DIRECTIVE: Please filter the entries below and copy out every line that contains the word "white". Matching is case-sensitive.

EXERCISE DATA:
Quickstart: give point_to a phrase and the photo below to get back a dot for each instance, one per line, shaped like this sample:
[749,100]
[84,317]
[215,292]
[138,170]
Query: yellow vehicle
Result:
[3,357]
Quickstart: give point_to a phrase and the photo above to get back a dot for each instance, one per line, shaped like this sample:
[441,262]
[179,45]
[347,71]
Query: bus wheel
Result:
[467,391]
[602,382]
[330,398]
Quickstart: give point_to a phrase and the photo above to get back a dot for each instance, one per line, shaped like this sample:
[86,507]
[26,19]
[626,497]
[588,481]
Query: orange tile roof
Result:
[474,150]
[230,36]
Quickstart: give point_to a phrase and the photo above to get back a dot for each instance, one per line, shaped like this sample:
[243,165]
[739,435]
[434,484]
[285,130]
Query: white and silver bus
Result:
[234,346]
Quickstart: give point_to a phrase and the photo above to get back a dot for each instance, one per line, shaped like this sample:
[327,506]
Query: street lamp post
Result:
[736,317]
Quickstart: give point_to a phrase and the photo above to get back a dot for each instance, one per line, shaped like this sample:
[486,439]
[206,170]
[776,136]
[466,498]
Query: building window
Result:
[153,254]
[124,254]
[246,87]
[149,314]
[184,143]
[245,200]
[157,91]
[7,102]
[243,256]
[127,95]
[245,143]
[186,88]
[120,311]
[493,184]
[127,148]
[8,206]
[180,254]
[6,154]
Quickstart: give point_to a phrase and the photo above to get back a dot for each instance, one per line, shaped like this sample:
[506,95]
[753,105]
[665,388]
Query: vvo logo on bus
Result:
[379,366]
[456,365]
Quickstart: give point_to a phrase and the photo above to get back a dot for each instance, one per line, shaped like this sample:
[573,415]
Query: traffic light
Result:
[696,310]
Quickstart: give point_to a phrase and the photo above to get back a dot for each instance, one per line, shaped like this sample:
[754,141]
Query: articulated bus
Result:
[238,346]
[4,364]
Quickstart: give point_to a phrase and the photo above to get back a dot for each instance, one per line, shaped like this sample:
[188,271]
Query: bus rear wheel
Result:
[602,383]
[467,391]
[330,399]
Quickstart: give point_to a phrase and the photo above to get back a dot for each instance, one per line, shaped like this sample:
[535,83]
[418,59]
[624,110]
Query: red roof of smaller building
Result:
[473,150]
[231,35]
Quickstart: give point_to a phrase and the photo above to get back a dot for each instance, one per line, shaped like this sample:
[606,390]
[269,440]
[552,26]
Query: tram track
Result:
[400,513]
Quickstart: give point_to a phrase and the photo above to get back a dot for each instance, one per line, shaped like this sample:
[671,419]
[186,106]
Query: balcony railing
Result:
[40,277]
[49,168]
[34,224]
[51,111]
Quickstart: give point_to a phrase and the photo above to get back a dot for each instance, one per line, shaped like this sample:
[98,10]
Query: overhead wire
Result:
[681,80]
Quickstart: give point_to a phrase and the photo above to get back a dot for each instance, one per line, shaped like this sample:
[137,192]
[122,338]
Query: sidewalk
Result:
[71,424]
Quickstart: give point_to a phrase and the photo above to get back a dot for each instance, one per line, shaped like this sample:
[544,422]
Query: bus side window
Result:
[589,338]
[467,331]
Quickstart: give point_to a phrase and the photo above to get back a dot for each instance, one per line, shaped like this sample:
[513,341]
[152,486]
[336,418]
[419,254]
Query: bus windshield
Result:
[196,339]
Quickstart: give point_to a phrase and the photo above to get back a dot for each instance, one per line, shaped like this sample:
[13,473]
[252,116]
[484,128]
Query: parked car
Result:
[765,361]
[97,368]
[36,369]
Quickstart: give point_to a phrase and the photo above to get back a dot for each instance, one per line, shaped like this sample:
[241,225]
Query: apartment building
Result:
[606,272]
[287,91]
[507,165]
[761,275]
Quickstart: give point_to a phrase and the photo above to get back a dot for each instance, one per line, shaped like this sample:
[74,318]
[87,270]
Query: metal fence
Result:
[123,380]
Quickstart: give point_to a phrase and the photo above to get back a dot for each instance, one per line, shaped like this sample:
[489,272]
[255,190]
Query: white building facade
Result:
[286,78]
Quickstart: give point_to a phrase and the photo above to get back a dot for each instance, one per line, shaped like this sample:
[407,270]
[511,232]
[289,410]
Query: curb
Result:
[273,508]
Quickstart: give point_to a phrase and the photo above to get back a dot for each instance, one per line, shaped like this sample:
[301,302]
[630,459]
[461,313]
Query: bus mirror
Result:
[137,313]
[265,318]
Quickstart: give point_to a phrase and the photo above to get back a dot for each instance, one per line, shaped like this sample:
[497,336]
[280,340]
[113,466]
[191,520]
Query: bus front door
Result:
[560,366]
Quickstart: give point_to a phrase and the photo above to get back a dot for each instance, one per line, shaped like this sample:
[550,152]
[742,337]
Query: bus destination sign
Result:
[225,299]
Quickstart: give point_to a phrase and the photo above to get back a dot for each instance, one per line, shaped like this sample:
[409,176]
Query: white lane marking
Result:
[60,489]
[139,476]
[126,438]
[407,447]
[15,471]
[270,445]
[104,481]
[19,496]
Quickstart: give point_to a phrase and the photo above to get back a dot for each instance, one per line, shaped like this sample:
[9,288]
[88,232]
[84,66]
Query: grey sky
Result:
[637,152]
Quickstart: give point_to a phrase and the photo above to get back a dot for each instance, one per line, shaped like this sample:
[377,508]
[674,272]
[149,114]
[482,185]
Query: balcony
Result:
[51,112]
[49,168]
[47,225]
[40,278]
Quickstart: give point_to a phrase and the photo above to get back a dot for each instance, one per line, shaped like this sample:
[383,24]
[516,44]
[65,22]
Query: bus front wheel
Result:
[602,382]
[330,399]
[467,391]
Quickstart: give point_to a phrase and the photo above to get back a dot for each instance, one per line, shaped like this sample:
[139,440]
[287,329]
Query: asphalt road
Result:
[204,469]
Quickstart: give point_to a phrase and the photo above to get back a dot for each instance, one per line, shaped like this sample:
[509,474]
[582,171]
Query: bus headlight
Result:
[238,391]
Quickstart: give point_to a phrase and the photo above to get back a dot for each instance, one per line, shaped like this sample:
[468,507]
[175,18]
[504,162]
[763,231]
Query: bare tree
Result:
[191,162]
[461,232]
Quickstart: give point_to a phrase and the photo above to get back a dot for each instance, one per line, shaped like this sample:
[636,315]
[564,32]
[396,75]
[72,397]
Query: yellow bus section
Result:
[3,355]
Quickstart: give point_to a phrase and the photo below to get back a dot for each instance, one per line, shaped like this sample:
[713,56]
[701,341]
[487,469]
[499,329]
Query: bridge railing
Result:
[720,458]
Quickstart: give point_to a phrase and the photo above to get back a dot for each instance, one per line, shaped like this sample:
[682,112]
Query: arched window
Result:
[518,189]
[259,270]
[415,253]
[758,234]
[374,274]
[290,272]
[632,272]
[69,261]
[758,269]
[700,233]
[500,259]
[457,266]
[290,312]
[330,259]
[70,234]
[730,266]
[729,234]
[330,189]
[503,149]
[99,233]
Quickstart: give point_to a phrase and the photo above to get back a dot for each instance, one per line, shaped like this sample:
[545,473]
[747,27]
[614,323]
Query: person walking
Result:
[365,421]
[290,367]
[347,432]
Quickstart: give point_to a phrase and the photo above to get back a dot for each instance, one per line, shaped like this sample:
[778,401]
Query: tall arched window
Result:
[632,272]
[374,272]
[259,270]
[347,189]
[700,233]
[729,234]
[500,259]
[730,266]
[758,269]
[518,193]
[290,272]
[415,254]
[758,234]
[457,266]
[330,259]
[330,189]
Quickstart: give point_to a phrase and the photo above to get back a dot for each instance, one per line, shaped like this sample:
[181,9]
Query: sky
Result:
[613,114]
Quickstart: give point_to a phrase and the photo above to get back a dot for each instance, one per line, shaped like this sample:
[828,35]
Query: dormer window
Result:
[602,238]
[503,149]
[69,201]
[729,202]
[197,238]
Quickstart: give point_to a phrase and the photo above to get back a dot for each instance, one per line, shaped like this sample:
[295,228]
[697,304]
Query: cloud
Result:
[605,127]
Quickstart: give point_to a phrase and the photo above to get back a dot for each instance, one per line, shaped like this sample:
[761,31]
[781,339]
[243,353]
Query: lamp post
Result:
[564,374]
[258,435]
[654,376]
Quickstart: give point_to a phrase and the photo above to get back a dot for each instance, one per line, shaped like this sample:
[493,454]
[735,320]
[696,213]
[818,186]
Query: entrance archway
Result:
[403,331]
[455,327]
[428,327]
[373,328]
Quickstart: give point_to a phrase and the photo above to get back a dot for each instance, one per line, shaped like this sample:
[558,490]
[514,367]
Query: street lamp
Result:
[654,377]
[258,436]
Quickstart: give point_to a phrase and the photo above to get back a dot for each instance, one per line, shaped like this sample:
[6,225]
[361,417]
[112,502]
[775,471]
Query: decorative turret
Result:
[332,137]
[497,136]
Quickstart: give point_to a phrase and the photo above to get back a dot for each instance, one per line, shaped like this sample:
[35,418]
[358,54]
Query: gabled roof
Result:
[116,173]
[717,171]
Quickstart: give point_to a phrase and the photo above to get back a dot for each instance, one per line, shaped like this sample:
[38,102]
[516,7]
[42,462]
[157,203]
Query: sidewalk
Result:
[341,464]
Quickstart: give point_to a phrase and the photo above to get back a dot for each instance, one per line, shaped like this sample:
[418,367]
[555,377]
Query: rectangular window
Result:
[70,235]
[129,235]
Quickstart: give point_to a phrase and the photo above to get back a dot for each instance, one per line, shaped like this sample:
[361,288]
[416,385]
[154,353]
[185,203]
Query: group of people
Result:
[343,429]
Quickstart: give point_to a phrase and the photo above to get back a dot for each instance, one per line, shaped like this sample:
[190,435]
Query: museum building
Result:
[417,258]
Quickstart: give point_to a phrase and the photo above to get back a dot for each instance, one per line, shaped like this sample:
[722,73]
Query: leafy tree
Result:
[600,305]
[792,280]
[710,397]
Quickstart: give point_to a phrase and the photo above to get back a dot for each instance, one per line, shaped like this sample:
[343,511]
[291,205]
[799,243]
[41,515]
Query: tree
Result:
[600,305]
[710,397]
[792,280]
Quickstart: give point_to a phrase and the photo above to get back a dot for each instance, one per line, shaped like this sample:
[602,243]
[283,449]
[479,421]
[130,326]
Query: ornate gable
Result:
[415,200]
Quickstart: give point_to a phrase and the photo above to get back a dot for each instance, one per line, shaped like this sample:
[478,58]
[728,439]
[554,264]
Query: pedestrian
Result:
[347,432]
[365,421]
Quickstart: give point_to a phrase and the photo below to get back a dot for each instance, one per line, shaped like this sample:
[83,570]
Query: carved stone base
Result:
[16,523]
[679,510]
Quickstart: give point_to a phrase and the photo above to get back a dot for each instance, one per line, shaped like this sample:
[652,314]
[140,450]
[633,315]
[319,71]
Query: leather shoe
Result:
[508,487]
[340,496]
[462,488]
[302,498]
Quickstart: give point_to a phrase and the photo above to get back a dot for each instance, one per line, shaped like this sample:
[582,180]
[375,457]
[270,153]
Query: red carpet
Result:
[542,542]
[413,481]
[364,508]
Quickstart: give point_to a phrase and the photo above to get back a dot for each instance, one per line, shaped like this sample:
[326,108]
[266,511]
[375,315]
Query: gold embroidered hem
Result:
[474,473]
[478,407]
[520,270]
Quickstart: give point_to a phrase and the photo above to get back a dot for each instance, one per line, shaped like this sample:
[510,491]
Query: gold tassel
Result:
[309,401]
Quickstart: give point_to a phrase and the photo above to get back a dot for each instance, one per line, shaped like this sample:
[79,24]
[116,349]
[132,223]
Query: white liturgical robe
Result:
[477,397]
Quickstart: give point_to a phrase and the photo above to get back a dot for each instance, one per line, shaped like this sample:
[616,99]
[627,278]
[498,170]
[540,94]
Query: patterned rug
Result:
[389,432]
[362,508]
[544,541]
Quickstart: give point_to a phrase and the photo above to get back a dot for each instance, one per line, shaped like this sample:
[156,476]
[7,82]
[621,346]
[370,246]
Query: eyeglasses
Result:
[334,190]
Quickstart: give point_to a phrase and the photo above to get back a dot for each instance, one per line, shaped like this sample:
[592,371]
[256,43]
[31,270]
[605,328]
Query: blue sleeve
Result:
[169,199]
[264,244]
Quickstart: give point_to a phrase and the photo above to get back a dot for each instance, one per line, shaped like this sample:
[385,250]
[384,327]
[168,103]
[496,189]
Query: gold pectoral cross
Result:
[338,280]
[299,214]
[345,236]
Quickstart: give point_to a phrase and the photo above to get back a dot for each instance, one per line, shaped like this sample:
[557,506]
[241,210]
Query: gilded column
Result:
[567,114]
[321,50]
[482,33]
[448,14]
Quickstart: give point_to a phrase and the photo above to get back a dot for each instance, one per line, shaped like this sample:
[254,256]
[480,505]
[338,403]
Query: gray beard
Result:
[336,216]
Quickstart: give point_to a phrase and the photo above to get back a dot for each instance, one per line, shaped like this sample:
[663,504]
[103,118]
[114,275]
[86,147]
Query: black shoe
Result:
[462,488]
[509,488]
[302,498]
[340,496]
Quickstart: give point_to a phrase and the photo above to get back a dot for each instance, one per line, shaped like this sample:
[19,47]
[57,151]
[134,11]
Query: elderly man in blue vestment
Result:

EXERCISE ANSWER:
Query: white and silver bus
Query: white building facade
Query: white lane marking
Query: white liturgical robe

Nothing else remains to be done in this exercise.